Written instruction: Write out the stretch of the listing from its start through the line that contains "instruction: mark the region of every instance of the sandy". Reproduce those lines verbatim, with nothing added.

(Labeling and segmentation records)

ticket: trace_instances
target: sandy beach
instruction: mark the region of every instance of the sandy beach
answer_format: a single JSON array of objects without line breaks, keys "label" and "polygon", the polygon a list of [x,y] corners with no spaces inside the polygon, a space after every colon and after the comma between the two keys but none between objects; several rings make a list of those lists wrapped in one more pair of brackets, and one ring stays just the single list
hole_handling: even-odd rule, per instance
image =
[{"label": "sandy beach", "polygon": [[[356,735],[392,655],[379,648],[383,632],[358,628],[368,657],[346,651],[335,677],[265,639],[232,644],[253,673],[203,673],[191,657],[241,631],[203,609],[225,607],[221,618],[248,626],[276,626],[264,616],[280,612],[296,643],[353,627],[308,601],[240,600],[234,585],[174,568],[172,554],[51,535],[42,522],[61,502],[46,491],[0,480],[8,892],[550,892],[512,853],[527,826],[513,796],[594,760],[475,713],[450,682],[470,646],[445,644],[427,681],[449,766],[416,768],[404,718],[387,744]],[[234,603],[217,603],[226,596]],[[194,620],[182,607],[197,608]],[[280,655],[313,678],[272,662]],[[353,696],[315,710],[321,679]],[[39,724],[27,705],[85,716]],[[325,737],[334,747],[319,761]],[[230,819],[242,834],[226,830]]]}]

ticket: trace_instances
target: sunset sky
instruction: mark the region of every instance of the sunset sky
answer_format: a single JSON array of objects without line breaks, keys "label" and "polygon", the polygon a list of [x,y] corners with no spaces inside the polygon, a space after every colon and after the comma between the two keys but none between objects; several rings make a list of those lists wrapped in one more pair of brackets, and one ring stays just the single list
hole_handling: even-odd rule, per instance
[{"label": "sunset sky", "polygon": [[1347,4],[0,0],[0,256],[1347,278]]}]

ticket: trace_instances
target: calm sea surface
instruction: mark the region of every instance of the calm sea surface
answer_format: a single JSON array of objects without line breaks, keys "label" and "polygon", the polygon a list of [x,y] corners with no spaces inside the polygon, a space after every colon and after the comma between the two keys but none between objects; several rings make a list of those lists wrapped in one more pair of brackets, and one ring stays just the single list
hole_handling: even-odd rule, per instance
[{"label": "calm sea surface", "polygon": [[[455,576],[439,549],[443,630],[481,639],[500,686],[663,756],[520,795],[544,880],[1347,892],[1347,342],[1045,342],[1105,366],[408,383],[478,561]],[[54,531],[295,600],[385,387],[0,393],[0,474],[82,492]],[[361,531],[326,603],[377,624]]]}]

Full output:
ticket: trace_instances
target: sandy beach
instruction: mark the region of every instance of the sandy beach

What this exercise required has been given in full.